● Texte source:
Alexis Michalak pour une image plus dynamique
Parmi les autres vainqueurs de la soirée, la nouvelle version du spectacle culte Starmania a remporté deux Molières (meilleur spectacle musical, création visuelle et sonore), une consécration pour Thomas Jolly, metteur en scène qui sera aux manettes de la cérémonie d’ouverture des Jeux olympiques de Paris en 2024. Il a reçu un des prix aux côtés du cocréateur du spectacle original, Luc Plamondon, très ému.
Maître de cérémonie, le metteur en scène Alexis Michalik, récompensé de plusieurs Molières dans sa carrière, a tenté de donner une image plus dynamique à cette soirée, ouvrant le bal avec une chanson qu’il a interprétée lui-même, escorté d’un groupe de comédiens, dans le style de la comédie musicale.
Ont notamment suivi une succession de blagues (« la planète, c’est pas comme la ministre de la culture qu’on peut changer tous les deux ans », a lancé une comédienne prétendant être une éco-guerrière), des sketchs (un Molière « cassé » remplacé par un César), une performance drag, un hommage à la légende du théâtre Peter Brook ou un autre à la musique afro-américaine par les chanteurs de la comédie musicale Black Legends.
La ministre Rima Abdul Malak prend le micro
Avant le début de la cérémonie, quelques dizaines de manifestants se sont rassemblés devant le Théâtre de Paris, où se déroulait la soirée, pour protester contre la réforme des retraites. La CGT-spectacle avait notamment appelé à réserver un « comité d’accueil » à la ministre de la culture, Rima Abdul Malak.

● Enregistrements fournis:

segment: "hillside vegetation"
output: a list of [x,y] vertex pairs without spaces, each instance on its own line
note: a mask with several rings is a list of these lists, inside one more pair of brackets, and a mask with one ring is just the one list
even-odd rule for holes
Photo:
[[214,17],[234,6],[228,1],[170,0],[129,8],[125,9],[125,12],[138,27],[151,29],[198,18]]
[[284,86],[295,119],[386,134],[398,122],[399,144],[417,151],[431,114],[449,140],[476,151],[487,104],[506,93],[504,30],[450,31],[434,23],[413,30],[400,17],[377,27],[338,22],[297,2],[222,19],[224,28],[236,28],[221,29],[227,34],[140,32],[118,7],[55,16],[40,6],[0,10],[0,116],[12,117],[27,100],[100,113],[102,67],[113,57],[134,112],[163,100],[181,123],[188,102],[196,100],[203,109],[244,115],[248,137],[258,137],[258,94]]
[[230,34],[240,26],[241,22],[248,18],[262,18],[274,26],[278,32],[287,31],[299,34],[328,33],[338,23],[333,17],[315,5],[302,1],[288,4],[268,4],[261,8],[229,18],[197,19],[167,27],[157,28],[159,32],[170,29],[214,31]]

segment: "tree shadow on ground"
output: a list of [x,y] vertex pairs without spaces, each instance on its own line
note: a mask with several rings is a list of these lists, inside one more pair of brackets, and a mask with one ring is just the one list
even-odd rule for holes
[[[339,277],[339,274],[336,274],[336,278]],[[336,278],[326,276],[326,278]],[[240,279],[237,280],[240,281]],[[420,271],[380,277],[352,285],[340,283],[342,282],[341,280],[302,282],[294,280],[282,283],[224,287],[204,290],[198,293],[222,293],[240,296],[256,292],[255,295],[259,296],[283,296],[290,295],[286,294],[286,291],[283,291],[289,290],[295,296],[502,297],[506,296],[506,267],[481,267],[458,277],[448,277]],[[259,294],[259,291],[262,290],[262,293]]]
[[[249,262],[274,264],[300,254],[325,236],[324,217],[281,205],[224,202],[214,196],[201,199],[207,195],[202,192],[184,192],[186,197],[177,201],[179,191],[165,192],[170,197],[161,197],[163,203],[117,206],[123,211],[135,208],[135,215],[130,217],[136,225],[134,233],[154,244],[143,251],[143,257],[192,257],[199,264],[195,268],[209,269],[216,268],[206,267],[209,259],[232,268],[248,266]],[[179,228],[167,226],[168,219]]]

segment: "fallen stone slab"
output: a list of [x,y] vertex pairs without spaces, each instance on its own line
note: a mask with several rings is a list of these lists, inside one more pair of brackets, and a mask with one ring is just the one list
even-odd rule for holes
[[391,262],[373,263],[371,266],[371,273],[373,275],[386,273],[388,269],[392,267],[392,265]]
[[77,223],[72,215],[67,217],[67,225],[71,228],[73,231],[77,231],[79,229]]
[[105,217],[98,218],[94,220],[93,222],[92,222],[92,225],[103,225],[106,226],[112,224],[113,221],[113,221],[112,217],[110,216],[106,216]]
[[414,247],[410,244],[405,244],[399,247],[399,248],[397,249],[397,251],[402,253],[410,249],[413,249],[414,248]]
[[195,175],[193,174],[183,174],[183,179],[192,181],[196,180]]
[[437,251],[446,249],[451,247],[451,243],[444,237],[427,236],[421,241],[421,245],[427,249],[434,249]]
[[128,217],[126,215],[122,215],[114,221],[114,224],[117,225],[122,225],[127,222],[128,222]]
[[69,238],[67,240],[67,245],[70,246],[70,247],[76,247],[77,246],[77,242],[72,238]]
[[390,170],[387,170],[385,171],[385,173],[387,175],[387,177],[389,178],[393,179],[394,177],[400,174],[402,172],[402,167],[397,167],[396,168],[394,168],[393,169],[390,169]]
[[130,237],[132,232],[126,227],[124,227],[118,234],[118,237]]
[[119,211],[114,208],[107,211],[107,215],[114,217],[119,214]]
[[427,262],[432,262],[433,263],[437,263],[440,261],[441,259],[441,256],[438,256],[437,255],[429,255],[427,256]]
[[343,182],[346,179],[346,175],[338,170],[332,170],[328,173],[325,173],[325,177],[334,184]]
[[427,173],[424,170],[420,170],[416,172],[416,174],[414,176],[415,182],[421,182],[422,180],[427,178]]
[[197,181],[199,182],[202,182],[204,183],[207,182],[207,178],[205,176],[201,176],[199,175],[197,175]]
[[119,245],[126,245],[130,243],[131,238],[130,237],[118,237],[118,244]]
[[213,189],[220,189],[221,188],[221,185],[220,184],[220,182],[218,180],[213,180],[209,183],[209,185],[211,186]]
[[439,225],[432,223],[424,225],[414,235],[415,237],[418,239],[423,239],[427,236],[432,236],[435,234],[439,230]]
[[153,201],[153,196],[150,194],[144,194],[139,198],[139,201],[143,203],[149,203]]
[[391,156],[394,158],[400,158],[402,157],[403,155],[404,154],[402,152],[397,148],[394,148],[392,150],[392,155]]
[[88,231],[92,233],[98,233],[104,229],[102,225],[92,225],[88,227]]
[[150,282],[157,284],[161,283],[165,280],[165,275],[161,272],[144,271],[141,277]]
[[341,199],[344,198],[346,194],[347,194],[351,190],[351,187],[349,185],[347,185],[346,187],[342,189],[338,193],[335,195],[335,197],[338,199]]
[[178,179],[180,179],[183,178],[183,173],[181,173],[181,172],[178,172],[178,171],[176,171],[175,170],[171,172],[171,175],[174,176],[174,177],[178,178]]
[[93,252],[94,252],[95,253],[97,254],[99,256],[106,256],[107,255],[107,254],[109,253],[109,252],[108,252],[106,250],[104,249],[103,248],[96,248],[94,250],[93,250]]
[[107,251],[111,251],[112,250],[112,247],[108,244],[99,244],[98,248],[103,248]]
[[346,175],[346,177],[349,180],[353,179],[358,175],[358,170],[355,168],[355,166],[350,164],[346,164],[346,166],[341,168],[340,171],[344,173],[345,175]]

● Consigne écrite: Extrayez de l'article sur la cérémonie des Molières le passage qui commence par "Ont notamment suivi" et se termine par "Rima Abdul Malak.".

● Solution proposée:
Ont notamment suivi une succession de blagues (« la planète, c’est pas comme la ministre de la culture qu’on peut changer tous les deux ans », a lancé une comédienne prétendant être une éco-guerrière), des sketchs (un Molière « cassé » remplacé par un César), une performance drag, un hommage à la légende du théâtre Peter Brook ou un autre à la musique afro-américaine par les chanteurs de la comédie musicale Black Legends.
La ministre Rima Abdul Malak prend le micro
Avant le début de la cérémonie, quelques dizaines de manifestants se sont rassemblés devant le Théâtre de Paris, où se déroulait la soirée, pour protester contre la réforme des retraites. La CGT-spectacle avait notamment appelé à réserver un « comité d’accueil » à la ministre de la culture, Rima Abdul Malak.